_What to do:_
1. Do these statements agree with the test-driven development passage: (a) the dojo demo was recorded and published, (b) the session showed how to keep the test suite lean, (c) customers are willing to pay for tests? For each, answer yes or no and quote the deciding words.
2. Can you take the test-driven development passage further, picking up right after its final sentence?

_Selected passage:_
◇ ◇ ◇ ◇ ◇ ◇ ◇

During our TDD Dojo session on July 23, 2021, I have demonstrated the benefits of writing one test at a time before writing any implementation code. The demo was recorded and published on our WSBC Technical Blog (Sensei Alex "fakes it until he makes it" in our Test-driven Development (TDD) dojo).
Due to the time limitation, I didn’t get a chance to demonstrate another benefit of writing one test at a time and doing mutation testing – the ability to keep the entire suite of tests lean. This episode takes a closer look into the importance of preventing the test suite from becoming bloated.
Tests are non-productive
No one hired us to write tests. We write them because that is the best way to speed up the delivery. Still, we need to keep in mind that tests are not a product we could sell. No customer would ever agree to pay someone to write tests; customers are only interested in paying for the finished product.
Another downside of tests (besides being expensive to write) is that tests consume the time to run. Tests also consume the time needed for the maintenance. As such, we view tests as a liability.

◇ ◇ ◇ ◇ ◇ ◇ ◇

_Provided data:_
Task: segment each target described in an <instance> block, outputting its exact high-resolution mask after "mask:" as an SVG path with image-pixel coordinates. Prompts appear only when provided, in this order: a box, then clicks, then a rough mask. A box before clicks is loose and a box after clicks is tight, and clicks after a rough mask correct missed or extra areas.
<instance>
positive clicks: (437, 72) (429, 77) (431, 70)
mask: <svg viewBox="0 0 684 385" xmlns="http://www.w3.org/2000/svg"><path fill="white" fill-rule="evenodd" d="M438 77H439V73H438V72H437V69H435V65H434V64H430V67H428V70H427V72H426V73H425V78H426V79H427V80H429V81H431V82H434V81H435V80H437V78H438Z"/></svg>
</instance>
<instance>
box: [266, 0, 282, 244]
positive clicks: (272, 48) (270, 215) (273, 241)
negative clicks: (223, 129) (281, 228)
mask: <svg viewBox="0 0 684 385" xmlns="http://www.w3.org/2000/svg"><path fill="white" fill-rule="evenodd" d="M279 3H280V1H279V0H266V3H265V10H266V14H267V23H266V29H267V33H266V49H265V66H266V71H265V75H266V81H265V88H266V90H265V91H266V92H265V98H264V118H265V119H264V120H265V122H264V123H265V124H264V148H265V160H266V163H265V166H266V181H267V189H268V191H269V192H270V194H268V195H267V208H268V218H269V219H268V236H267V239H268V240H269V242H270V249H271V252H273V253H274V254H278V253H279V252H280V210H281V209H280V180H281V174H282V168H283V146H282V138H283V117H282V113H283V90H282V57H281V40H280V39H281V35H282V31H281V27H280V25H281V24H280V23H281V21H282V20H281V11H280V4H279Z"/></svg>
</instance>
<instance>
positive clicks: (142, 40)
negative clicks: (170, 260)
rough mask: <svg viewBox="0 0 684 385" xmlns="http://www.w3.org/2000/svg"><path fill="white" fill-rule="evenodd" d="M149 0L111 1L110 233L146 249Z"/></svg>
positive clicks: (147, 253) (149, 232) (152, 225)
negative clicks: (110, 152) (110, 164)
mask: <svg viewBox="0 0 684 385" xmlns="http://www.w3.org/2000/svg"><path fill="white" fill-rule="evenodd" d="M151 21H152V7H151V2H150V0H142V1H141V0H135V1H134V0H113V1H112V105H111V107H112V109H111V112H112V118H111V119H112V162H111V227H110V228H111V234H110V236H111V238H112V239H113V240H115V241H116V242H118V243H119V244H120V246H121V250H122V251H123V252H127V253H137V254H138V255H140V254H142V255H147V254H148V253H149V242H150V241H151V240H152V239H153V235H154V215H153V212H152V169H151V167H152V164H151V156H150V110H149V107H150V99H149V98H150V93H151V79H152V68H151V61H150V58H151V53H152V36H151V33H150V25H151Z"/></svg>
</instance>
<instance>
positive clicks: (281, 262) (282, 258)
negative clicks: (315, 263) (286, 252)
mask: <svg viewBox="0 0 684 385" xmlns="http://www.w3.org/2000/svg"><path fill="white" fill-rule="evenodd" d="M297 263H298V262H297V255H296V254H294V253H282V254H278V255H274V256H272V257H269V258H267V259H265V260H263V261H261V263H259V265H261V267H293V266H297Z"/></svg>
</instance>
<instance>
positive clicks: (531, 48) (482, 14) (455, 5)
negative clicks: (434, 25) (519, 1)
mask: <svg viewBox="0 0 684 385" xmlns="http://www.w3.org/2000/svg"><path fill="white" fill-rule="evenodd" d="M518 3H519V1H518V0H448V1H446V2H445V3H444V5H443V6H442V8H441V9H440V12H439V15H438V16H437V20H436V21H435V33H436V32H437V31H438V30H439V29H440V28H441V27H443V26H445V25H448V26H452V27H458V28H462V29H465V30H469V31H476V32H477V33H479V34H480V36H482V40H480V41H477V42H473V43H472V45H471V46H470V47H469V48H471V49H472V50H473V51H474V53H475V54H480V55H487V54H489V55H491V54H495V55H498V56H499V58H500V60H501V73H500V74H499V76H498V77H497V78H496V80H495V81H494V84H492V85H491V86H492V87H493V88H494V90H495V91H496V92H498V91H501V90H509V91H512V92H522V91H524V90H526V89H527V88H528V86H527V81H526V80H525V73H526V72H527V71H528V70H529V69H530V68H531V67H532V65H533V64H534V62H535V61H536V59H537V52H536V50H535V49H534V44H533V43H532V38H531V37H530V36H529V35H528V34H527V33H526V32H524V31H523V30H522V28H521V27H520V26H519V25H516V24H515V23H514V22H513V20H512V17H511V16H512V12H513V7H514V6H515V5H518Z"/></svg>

◇ ◇ ◇ ◇ ◇ ◇ ◇

_Answer section:_
1.
(a) Yes: "The demo was recorded and published on our WSBC Technical Blog"
(b) No: "I didn’t get a chance to demonstrate another benefit of writing one test at a time and doing mutation testing – the ability to keep the entire suite of tests lean."
(c) No: "No customer would ever agree to pay someone to write tests"

2.
With that in mind, we should cultivate the attitude that tests are a necessary evil, and therefore must be kept at a bare minimum. Kent Beck famously wrote:
"I get paid for code that works, not for tests, so my philosophy is to test as little as possible to reach a given level of confidence."
The challenge now becomes how do we make sure we only produce minimum number of tests while retaining high level of confidence in our tests? Proliferation of tests is highly undesirable, but how do we know when to stop adding more tests?
The question also pertains to knowing how to get rid of the tests that are already written but serve no purpose? Let’s investigate some code examples to illustrate how to keep the proliferation of unnecessary tests at bay.
Tests help grow the quality design
One of the main reasons we are doing Test-Driven Development (TDD) is due to the demonstrable ability of that method to guide us in producing quality design. For example, how did the design of the Tip Calculator (as presented in our TDD Dojo hands-on session that was published in the above WSBC Technical Blog) grow from following the TDD method?
The first step we did when designing the Tip Calculator is to stop and think about the simplest expectation: we’d like our automated service to recognize that there is such thing as ‘Terrible’ rating. Once we have formulated that expectation, we rolled up our sleeves and wrote our first test:
public void TerribleRatingIsValid()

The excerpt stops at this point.